# What is needed:
Reproduce each record below in full, word for word, without images.

Image-grounded pointing data:
----
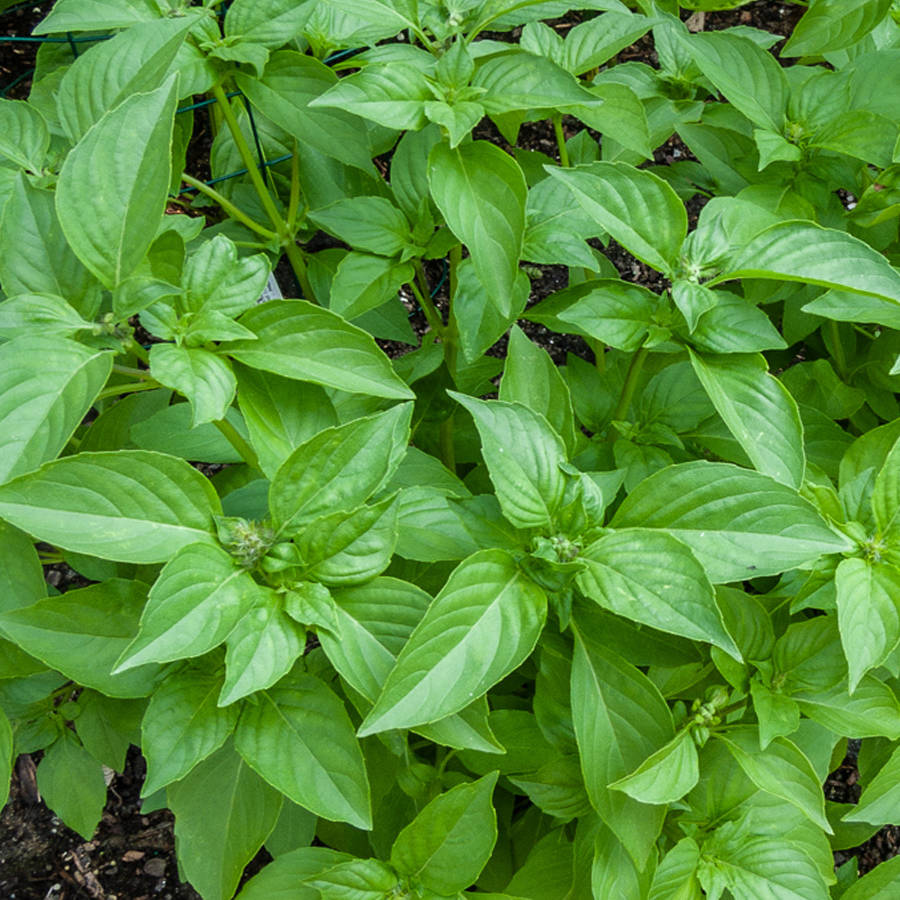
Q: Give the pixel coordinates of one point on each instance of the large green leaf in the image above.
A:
(652, 578)
(758, 410)
(620, 717)
(834, 25)
(199, 597)
(748, 76)
(754, 865)
(481, 192)
(134, 61)
(868, 594)
(339, 468)
(113, 185)
(182, 726)
(82, 633)
(46, 387)
(34, 254)
(640, 210)
(806, 252)
(280, 414)
(297, 339)
(739, 523)
(523, 455)
(285, 93)
(448, 843)
(781, 769)
(300, 739)
(24, 136)
(223, 813)
(483, 623)
(77, 801)
(127, 505)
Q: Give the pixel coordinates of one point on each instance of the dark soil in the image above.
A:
(131, 857)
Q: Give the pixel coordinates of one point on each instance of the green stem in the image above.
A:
(294, 201)
(295, 258)
(129, 388)
(631, 380)
(428, 307)
(250, 163)
(561, 142)
(229, 207)
(448, 452)
(135, 373)
(840, 358)
(239, 442)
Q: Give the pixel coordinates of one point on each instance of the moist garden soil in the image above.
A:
(132, 854)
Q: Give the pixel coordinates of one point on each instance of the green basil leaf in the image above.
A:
(665, 776)
(868, 614)
(803, 251)
(47, 385)
(182, 726)
(781, 770)
(481, 626)
(297, 339)
(24, 136)
(127, 505)
(449, 842)
(758, 410)
(481, 192)
(260, 650)
(619, 717)
(339, 468)
(830, 25)
(77, 801)
(223, 814)
(83, 632)
(132, 140)
(739, 523)
(203, 377)
(300, 739)
(652, 578)
(199, 597)
(640, 210)
(523, 455)
(132, 62)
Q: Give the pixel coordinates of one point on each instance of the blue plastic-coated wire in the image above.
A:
(212, 181)
(28, 39)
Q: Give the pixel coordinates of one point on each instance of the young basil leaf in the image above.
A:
(738, 523)
(481, 626)
(481, 192)
(79, 804)
(132, 140)
(24, 136)
(339, 468)
(449, 842)
(636, 207)
(47, 385)
(300, 739)
(128, 505)
(523, 455)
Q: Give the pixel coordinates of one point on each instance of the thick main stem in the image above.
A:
(631, 380)
(239, 442)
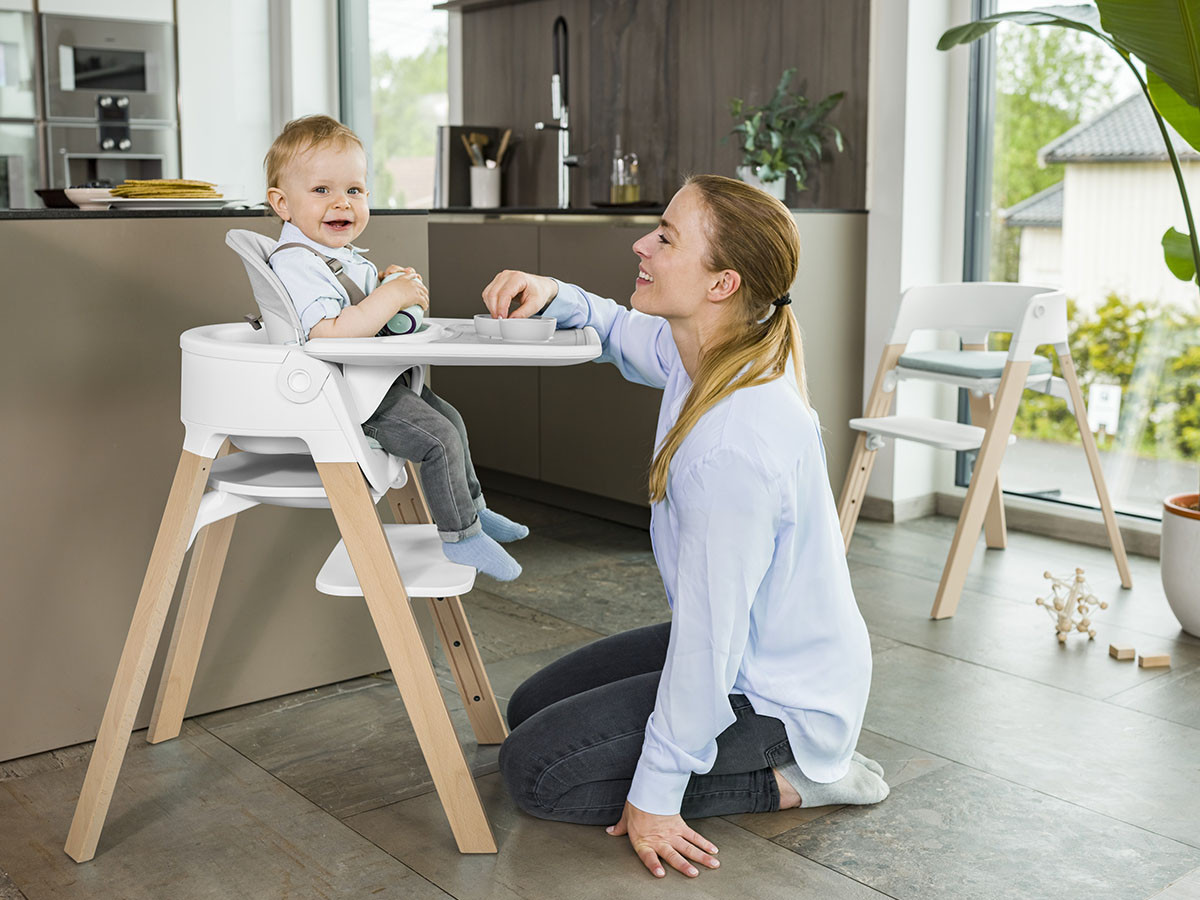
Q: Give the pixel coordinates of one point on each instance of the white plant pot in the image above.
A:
(1180, 559)
(777, 189)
----
# Exercise result:
Q: Give the pixel coordinates of one point on each instance of the large green leaf in the image above.
A:
(652, 578)
(758, 410)
(620, 717)
(834, 25)
(199, 597)
(748, 76)
(754, 865)
(481, 192)
(134, 61)
(868, 594)
(339, 468)
(113, 185)
(182, 726)
(82, 633)
(46, 387)
(34, 254)
(640, 210)
(806, 252)
(280, 414)
(297, 339)
(739, 523)
(523, 455)
(285, 93)
(448, 843)
(781, 769)
(300, 739)
(24, 136)
(223, 813)
(483, 623)
(77, 801)
(127, 505)
Q: Give the pixel coordinates of one point on each instance of the dark soil in the image above.
A:
(131, 857)
Q: Give the pixel coordinates of one point on each instance of the green stem in the image above.
A:
(294, 201)
(295, 258)
(129, 388)
(631, 380)
(428, 307)
(250, 163)
(561, 142)
(229, 207)
(448, 452)
(135, 373)
(840, 358)
(239, 442)
Q: Give the pixel coordinates of one point on each instance of the moist garden soil in the image above.
A:
(132, 854)
Q: Give the pixel coordinates of one point on each instance of the green basil leaf in the image above.
A:
(665, 776)
(868, 614)
(803, 251)
(47, 385)
(182, 726)
(781, 770)
(481, 626)
(297, 339)
(24, 136)
(127, 505)
(449, 842)
(758, 410)
(481, 192)
(260, 650)
(619, 717)
(339, 468)
(830, 25)
(77, 801)
(223, 814)
(83, 632)
(132, 140)
(739, 523)
(203, 377)
(300, 739)
(652, 578)
(199, 597)
(640, 210)
(523, 455)
(132, 62)
Q: Give the pixel coordinates of one point on each instance of the blue plastic-coated wire in the image above.
A:
(212, 181)
(28, 39)
Q: Give the pixel coordinates of one point on each instance of the young basil leaf in the image above.
A:
(738, 523)
(481, 626)
(481, 192)
(79, 804)
(132, 140)
(24, 136)
(339, 468)
(449, 842)
(636, 207)
(47, 385)
(300, 739)
(128, 505)
(523, 455)
Q: Give the pixel coordinates of one point on each instance of the thick main stem in the image above.
A:
(631, 380)
(239, 442)
Q: Give the pixel coordinates of one point on each instance of the white plant pot in the image above.
A:
(1180, 559)
(777, 189)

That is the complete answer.